## Start

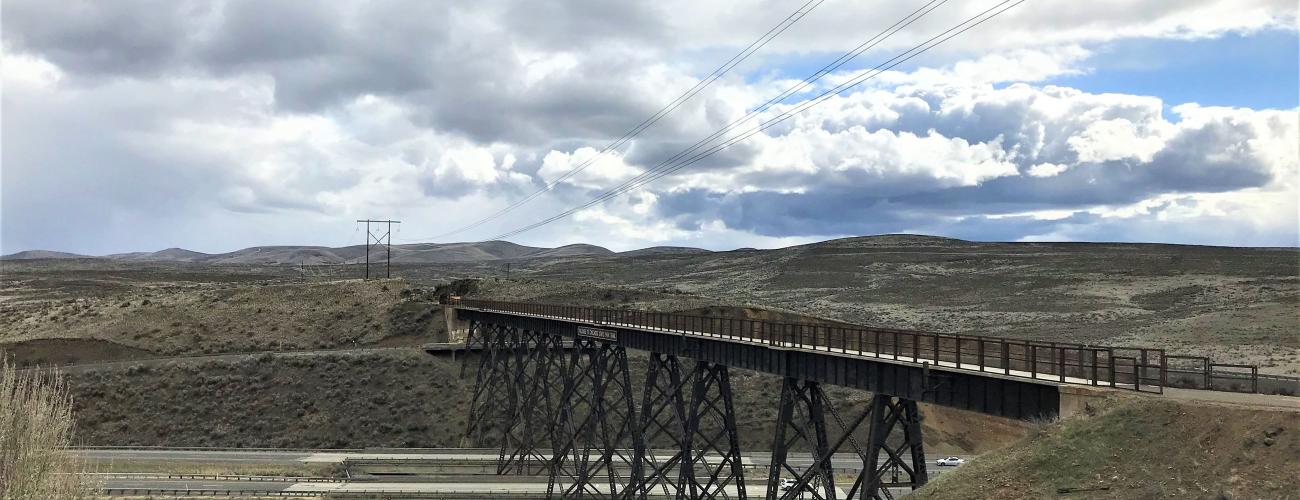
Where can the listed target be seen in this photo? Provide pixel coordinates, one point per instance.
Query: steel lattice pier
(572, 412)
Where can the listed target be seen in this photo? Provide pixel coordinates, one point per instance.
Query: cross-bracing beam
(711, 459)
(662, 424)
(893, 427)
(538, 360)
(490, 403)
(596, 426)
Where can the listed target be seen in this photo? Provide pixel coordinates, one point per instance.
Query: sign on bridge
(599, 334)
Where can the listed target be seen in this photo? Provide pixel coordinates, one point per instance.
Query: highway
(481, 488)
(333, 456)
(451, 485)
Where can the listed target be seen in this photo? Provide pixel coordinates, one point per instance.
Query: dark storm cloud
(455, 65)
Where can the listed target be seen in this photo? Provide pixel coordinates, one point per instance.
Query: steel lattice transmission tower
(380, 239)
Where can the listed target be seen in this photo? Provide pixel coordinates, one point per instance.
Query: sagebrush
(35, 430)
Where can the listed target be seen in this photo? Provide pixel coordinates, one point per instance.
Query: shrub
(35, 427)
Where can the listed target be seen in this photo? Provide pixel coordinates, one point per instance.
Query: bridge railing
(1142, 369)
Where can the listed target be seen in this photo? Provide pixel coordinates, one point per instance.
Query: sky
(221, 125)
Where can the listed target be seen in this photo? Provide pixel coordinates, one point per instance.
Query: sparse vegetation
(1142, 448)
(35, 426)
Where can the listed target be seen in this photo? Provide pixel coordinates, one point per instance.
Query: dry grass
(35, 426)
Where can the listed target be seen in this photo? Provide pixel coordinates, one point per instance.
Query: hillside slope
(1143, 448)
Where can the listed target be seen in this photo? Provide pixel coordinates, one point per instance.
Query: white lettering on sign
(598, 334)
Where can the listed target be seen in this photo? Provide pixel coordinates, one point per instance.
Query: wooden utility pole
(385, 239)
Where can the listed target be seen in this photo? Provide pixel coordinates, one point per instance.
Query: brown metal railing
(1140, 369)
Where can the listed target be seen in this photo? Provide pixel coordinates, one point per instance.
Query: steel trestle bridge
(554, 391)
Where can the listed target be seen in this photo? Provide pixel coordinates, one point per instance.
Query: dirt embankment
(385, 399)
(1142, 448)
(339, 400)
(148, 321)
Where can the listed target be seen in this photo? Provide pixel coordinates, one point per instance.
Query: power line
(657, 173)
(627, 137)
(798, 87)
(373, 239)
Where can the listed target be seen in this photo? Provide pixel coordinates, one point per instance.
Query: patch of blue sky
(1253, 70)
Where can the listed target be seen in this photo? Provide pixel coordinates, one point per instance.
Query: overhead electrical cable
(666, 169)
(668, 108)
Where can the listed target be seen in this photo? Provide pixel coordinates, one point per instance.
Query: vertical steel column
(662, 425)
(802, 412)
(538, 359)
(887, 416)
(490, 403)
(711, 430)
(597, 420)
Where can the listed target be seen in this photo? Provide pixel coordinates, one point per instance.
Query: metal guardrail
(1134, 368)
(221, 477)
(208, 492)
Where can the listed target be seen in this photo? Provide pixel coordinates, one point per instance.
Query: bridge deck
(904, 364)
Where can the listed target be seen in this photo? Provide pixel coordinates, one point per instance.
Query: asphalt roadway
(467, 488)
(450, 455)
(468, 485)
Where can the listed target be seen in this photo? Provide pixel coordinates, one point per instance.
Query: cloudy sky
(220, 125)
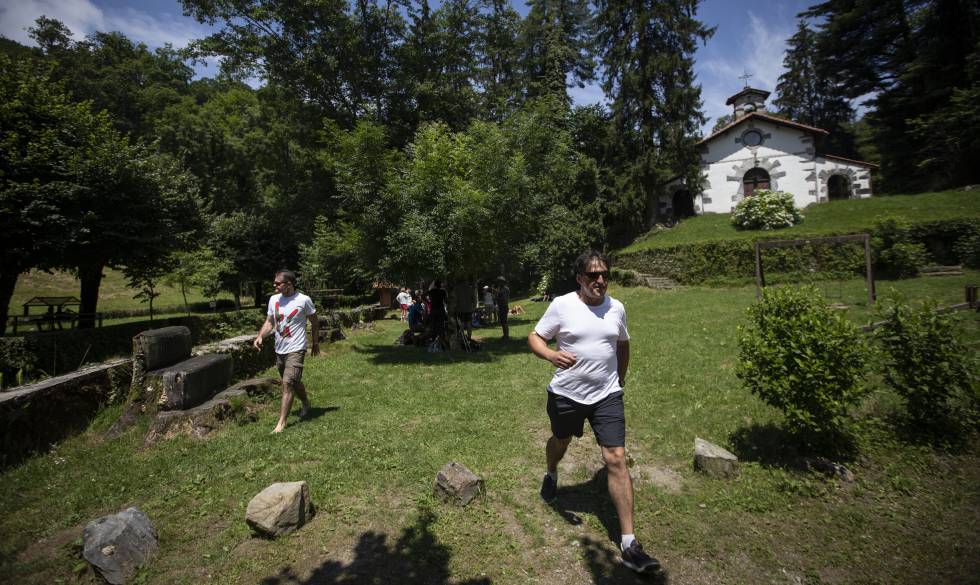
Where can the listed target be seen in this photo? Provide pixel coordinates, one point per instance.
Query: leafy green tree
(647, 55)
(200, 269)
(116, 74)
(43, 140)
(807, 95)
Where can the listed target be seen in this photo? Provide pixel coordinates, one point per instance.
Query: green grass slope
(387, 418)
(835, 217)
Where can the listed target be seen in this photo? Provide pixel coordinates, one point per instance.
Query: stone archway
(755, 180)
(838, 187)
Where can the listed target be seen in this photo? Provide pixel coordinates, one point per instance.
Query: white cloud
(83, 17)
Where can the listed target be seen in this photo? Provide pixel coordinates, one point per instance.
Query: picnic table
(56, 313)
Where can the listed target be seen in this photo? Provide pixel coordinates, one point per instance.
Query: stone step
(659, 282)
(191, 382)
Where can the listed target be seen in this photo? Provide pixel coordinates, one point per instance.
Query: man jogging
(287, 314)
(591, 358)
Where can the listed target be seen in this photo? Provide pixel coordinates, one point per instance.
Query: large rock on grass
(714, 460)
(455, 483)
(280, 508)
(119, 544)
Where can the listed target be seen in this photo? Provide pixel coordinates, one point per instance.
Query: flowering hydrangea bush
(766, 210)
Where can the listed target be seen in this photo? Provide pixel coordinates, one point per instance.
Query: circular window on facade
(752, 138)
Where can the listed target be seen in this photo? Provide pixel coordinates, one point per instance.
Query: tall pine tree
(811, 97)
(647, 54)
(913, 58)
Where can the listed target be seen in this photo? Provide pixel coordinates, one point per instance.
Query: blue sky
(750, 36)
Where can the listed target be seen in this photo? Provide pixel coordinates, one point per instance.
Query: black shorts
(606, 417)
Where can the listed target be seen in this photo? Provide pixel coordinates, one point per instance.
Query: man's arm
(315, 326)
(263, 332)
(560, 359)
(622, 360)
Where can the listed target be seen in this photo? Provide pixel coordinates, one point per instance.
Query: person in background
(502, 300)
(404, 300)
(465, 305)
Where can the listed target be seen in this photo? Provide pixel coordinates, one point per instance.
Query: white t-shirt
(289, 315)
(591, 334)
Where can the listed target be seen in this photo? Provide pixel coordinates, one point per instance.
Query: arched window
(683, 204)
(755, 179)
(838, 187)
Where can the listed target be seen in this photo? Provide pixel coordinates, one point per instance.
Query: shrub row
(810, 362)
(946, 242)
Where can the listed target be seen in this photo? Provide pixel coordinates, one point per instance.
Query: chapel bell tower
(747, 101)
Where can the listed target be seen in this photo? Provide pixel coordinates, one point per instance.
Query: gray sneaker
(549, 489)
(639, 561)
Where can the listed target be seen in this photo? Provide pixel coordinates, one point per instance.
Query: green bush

## End

▸ **SET EXERCISE**
Write out the whole listing exactly, and drop the pictures.

▸ **SOLUTION FOR THIS PROBLEM**
Where can the listed target be seen in this photo? Provide pixel coordinates, one point per instance.
Query: steel lattice pier
(572, 412)
Where can the listed target be seen in this photo? Provide pixel coordinates, one point per instance.
Query: cross-bracing beam
(711, 459)
(662, 424)
(893, 427)
(538, 360)
(490, 403)
(596, 426)
Where can the listed target be seen in this photo? Provide pixel coordinates, one point per instance.
Query: sign on bridge
(599, 334)
Where can the listed target be seen in this photo? Provide pixel coordinates, one point per instance.
Query: highway
(481, 488)
(333, 456)
(451, 485)
Where can the listed target be seen in this photo? Provide pixel coordinates, one point per instance.
Query: dark storm cloud
(455, 65)
Where can the listed target be seen in this photo? Provide pixel coordinates, one point per instance.
Query: steel lattice transmission tower
(380, 239)
Where can the listed target be seen in this photo? Provide pixel coordinates, one point per instance.
Query: sagebrush
(35, 430)
Where can the listed target be seen in this photo? Provide pixel coordinates, one point per instance.
Query: shrub
(35, 427)
Where can the listed target be seen in this photo? Provide pixel coordinates, one point per instance.
Query: bridge railing
(1142, 369)
Where can the listed target be seen in this photo? Provide pixel coordinates, one point per instance.
Query: sky
(221, 125)
Where can the listed target be seen in this photo? Provide pixel coordinates, one point per instance.
Query: sparse vegetation
(1142, 448)
(35, 426)
Where can the listed target be seen in this photo? Provide pixel coordinates, one point per instance.
Query: dry grass
(35, 426)
Where can the listed target be seen in this photo? Provide pixel coordinates, one point per instance.
Query: hillside slope
(1143, 448)
Where can the listed target be seen in this photo? Provide pixel coordinates, one point per instance.
Query: white lettering on sign
(598, 334)
Where can the listed target be seen in this photo? Provide pixel coordinates, one point per instance.
Query: wooden utility pole
(385, 239)
Where can the listed target be seen in this photo? Provide pixel coordinates, one point per instance.
Query: brown metal railing
(1140, 369)
Where can the listed target be seen in this photo? Provide pixel coordinates, one point per instance.
Query: steel trestle bridge
(554, 391)
Where can the listed target be seen in this photo? Provide pixel coordinates, one point per instance.
Query: dirt embankment
(385, 399)
(1142, 448)
(339, 400)
(148, 321)
Where can the listed target be seen in this photo? Provide pixel coordinates, one point per instance.
Query: power line
(657, 173)
(627, 137)
(798, 87)
(373, 239)
Where can the listed target be seen in this photo? Provide pixel coordinates, one point per instance.
Query: patch of blue sky
(1253, 70)
Where can the listed target be seen in this photo? Provide pixel coordinates, one point per instance.
Query: overhead electrical cable
(666, 169)
(668, 108)
Where can the listed target be seen in this photo? Provide pixel coordinates, one point per instance.
Query: vertical steel column
(662, 425)
(802, 412)
(538, 359)
(887, 416)
(490, 403)
(711, 430)
(597, 420)
Where can the listed target be seen in this photo? Provide pixel coordinates, one point per instance.
Query: metal guardrail
(1134, 368)
(221, 477)
(208, 492)
Where can the listed target be seen in this photo? Provide pixel coordinates, one point per instance.
Query: bridge deck
(904, 364)
Where can the listed target be seen in this photo? Provide pixel coordinates, one point per instance.
Query: asphalt roadway
(467, 488)
(450, 455)
(468, 485)
Where can the listed target be seen in this photo? Provide pixel coordinates, one point per instance.
Query: cloudy sky
(220, 125)
Where can the listed target be seen in this photo? Provide pixel coordinates, one point per instance.
Query: leafy green tree
(647, 55)
(200, 269)
(116, 74)
(43, 140)
(807, 95)
Where can the listed target be seen in this photo? Provide pixel coordinates, one point per instance.
Query: green grass slope
(387, 418)
(835, 217)
Where can the listed target be seen in this photo? Provide pixel coordinates, one point per instance.
Query: stone archway
(755, 180)
(838, 187)
Where can the listed target be seen in this photo? Provide pixel coordinates, one point per instance.
Query: white cloud
(83, 17)
Where can the listed target be seen in this photo? Provide pixel coordinates, one point per instance.
Query: picnic table
(56, 313)
Where can the listed target be seen in this photo? Provide pixel coordinates, one point per instance.
Query: stone step
(659, 282)
(191, 382)
Where can the listed target be seen in this photo? Provide pixel coordinates, one point per instance.
Query: man jogging
(287, 314)
(591, 358)
Where can the listed target be seen in this photo? Provide pixel coordinates, one point per instance.
Query: large rock on grass
(714, 460)
(455, 483)
(280, 508)
(119, 544)
Where can the listed target be seen in this photo? Provide pixel coordinates, one point per instance.
Query: flowering hydrangea bush
(766, 210)
Where can the listed target be seen in this photo? Provide pixel coordinates, one point per instance.
Query: circular window on facade
(752, 138)
Where can the listed target be seen in this photo? Provide pixel coordinates, one point per instance.
Query: tall pine tree
(811, 97)
(647, 54)
(913, 58)
Where can the listed target be seen in this photo? Provide pixel coordinates, one point per instance.
Query: blue sky
(750, 36)
Where can the listed target be seen in this photo? Provide pixel coordinates, one point per instance.
Query: black shorts
(606, 417)
Where can the listed target be seen in this photo? Provide pixel coordinates, one point per instance.
Query: man's arm
(315, 326)
(263, 332)
(560, 359)
(622, 360)
Where can the listed target be seen in this photo? Provide pixel coordinates, one point per instance.
Query: person in background
(502, 300)
(404, 300)
(465, 305)
Where can the listed target be seen in this photo? Provide pixel coordinates, one point per instance.
Query: white t-shirt
(289, 315)
(591, 334)
Where can the listed target be seen in this photo? Provide pixel coordinates, one point per instance.
Query: arched window
(683, 204)
(755, 179)
(838, 187)
Where can the listed target be seen in this photo? Provide pixel coordinates, one point per instance.
Query: shrub row
(810, 362)
(946, 242)
Where can the listed target be seen in this photo? Provide pixel coordinates, one point per instance.
Query: chapel bell tower
(747, 101)
Where can the listed target be seen in this photo? Provide pixel coordinates, one point per instance.
Query: gray sneaker
(549, 489)
(639, 561)
Where can the listed target be seen in this photo? Provide pixel coordinates, one point per instance.
Query: green bush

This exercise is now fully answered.